--- Start of DOCUMENT EXCERPT ---
The Spread of Financial Panic


Note how the collapse of financial institutions and governments spread in two directions at once. While the Great Depression was generated by decisions and actions of economic and political actors in the developed industrial and financial world, its effects were most devastating in nations on the periphery that were nevertheless dependent on the health of these industrialized nations.

Beginning in May 1931, panic swept from Austria through Poland, Hungary, Czechoslovakia, and Romania and eventually to Germany, then to Switzerland, France, the United Kingdom, Turkey, and Egypt, Mexico, and the United States.

And matters today may be far worse, not because of the greater depth of the economic crisis, but because of the responsiveness and interconnectedness of world markets. Greece, Turkey, Spain, Ireland . . .

Note also however that with the reversal of the Glass-Steagle Act of 1932, Congress in effect recreated the very conditions that hastened the spread of the financial crisis.

“Where banks were tied to industry, as in much of central Europe, financial distress was quickly transmitted to the rest of the economy.”




Does Market Rigidity Respond to Market Forces? Should It?

Among the arguments leveled against Keynesians is that swift government intervention in response to recessions contributes to wage and price rigidity. Were flexibility rewarded by higher returns, so it is argued, then flexibility would quickly enter the market place. However, when governments intervene, easing the supply of money, decreasing its cost, or directly providing it to producers (e.g., defense, education, transportation or health industry contracts), then they contribute to the very rigidity that demands their intervention.

This raises the question whether government intervention is counterproductive. But even supposing that government intervention is counterproductive, how long should families be permitted to forgo food, clothing, housing, healthcare, transportation waiting for the market to shed its rigidity?

What Caused the Great Depression?

It is common today to fault government intervention for the Great Depression. Had the government simply let the economic cycle take its course, then the Great Depression would have remained a Great Recession.

But note that it was the unregulated markets that produced the bubble into which investors poured their capital. Note that it was the draconian reparations placed on Germany that set the cycle in motion. And note that it was the Democratic Socialists in Germany who successfully brought inflation under control with the help of the Dawes Plan.

This suggests that it was not government intervention that brought on the Great Depression, but the absence of government oversight of markets.

Why might the wisdom that did not work in 1929 bear bad news to a world economy that is following that wisdom today?

The Received Wisdom . . . Still

Why might J Frieden’s observation not instill confidence in the “received wisdom” of current lawmakers around the world?
--- End of DOCUMENT EXCERPT ---
--- Start of PROVIDED DATA ---
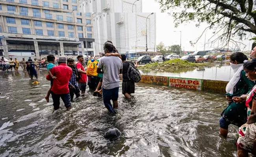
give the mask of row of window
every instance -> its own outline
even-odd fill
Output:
--- End of PROVIDED DATA ---
REQUIRED ACTIONS:
(1) Return the passage of the Great Depression essay from "Among the arguments" to "the Great Depression?".
(2) Write the next part of the Great Depression essay, starting after its last sentence.
The material has no connection to the essay on the Great Depression.

TASK-BY-TASK RESULTS:
(1)
Among the arguments leveled against Keynesians is that swift government intervention in response to recessions contributes to wage and price rigidity. Were flexibility rewarded by higher returns, so it is argued, then flexibility would quickly enter the market place. However, when governments intervene, easing the supply of money, decreasing its cost, or directly providing it to producers (e.g., defense, education, transportation or health industry contracts), then they contribute to the very rigidity that demands their intervention.

This raises the question whether government intervention is counterproductive. But even supposing that government intervention is counterproductive, how long should families be permitted to forgo food, clothing, housing, healthcare, transportation waiting for the market to shed its rigidity?

What Caused the Great Depression?

(2)
Received wisdom and prewar experience said that the recession would correct itself. Once wages got low enough, capitalists would start hiring back workers; once prices fell far enough, consumers would start buying. As prices and wages dropped, demand would rise, until balance was restored.

What Happens When the Highest Return Makes Nothing?

Economists note that one of the precipitating factors leading to the Great Depression was the simple fact that investors could make a better return on their investment investing in the stock market than investing it anywhere else. Capital for the production of real things simply dried up. Corporations, which might have redirected such investments to productive ends, simply plowed these investments . . . back into the market. Money became more valuable than things.

As money flowed into the United States and the dollar, investors unloaded other currencies. European governments facing a sell-off on the foreign exchanges responded as usual, raising interest rates and imposing austerity.

One of the consequences of the financial instruments created in the 1980s was that investors could realize higher returns investing in financial institutions than in the production of goods. How might the current deregulated financial environment mirror economic circumstances that prevailed in the 1920s?

The Marvels of Debt

Once both Central Powers and Triple Entente nations were well along the path to economic recovery, thanks largely to the Dawes Plan, US investors came to be awash in debt. J.P. Morgan—the same investment house that had handled England’s huge wartime debt—also masterminded the huge debt relief package that brought Germany’s debt under control and enabled Germany to begin paying off its debt to France and England; which, in turn, enabled France and England to repay its war debts to US investors, with interest.

This made US the largest creditor nation and explains how the US came to succeed Great Britain as the world’s fourth hegemon (after Italy, Holland, and Great Britain); i.e., the primus inter pares without whose agreement international trade and commerce could not take place and whose laws and holdings therefore shape the global economy.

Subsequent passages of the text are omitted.